WHAT YOU SHOULD DO:
Extract the complete listing and output it unchanged.

=-=-=

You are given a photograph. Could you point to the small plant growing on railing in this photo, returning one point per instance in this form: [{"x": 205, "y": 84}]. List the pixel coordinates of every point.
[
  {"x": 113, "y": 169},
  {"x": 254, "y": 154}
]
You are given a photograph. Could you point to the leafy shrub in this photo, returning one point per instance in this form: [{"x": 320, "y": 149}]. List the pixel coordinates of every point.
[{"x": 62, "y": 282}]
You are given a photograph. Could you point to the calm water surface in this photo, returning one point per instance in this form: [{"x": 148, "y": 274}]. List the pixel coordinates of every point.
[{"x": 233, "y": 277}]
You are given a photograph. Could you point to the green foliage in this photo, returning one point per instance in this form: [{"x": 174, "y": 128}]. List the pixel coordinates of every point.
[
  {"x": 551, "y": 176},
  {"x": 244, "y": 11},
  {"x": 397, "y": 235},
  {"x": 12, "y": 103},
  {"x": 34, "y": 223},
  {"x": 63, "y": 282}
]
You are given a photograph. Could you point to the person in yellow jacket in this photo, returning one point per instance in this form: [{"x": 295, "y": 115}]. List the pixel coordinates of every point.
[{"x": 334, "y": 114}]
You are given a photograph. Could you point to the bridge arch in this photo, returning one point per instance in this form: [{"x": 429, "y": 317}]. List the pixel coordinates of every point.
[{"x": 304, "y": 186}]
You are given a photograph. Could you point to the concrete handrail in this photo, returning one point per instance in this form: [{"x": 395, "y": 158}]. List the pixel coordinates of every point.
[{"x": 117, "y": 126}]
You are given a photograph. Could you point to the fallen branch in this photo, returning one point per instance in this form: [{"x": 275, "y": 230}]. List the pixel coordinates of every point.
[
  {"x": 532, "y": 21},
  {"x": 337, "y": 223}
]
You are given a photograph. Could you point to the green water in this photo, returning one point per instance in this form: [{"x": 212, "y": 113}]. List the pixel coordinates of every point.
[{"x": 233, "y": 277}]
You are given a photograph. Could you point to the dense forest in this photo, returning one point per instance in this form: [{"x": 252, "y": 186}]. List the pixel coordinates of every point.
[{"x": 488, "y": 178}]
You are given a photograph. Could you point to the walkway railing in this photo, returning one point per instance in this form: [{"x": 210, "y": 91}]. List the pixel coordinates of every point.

=-=-=

ANSWER TO THIS TASK:
You are given a photograph. Could you point to the small plant growing on railing in this photo, returning one point per instance in this form: [{"x": 205, "y": 84}]. List the pixel coordinates of every point.
[
  {"x": 113, "y": 169},
  {"x": 254, "y": 154}
]
You are given a photograph. Could you point to the leafy shrub in this photo, returning one point per instance in this form: [{"x": 320, "y": 149}]. List the pixel coordinates of every point.
[{"x": 62, "y": 282}]
You are given a photograph. Could you point to the calm water surface in this photo, returning one point per instance in this form: [{"x": 148, "y": 274}]. List the pixel coordinates of every point.
[{"x": 233, "y": 277}]
You are given a photograph. Could you point to the green foliage in this photo, returning one point per instance in this form: [{"x": 174, "y": 128}]. List the pixel coordinates of every point.
[
  {"x": 551, "y": 176},
  {"x": 244, "y": 11},
  {"x": 397, "y": 235},
  {"x": 12, "y": 103},
  {"x": 34, "y": 223},
  {"x": 63, "y": 282}
]
You are given a photograph. Could you point to the person in yellow jacket in this photo, returning one point per instance in this form: [{"x": 295, "y": 115}]. List the pixel coordinates of every point.
[{"x": 334, "y": 114}]
You are given a photograph. Could you point to the bridge arch in this photo, returning one point per instance in this form: [{"x": 429, "y": 317}]. List the pixel coordinates of every point.
[{"x": 304, "y": 186}]
You are given a photograph. Could you point to the concrete handrail in this photo, returning one point per instance in this form: [{"x": 395, "y": 158}]. List the pixel coordinates of every point.
[{"x": 117, "y": 126}]
You are given a photograph. Could you point to the fallen branch in this photo, returning one point per instance in this form: [{"x": 275, "y": 230}]. List the pixel coordinates of every point.
[
  {"x": 532, "y": 21},
  {"x": 337, "y": 223}
]
You are given a photograph. Could you point to the green water in this photo, returning one point per instance in this form: [{"x": 212, "y": 113}]. List the pixel coordinates of every point.
[{"x": 233, "y": 277}]
You are given a photograph. Could you point to the dense forest in this photo, returning one point per instance in this form: [{"x": 252, "y": 186}]. List the pixel coordinates of every point.
[{"x": 488, "y": 178}]
You are given a photograph. Could you point to the walkway railing in this photo, returning one point per instance in this form: [{"x": 210, "y": 91}]. List the pixel coordinates of every point.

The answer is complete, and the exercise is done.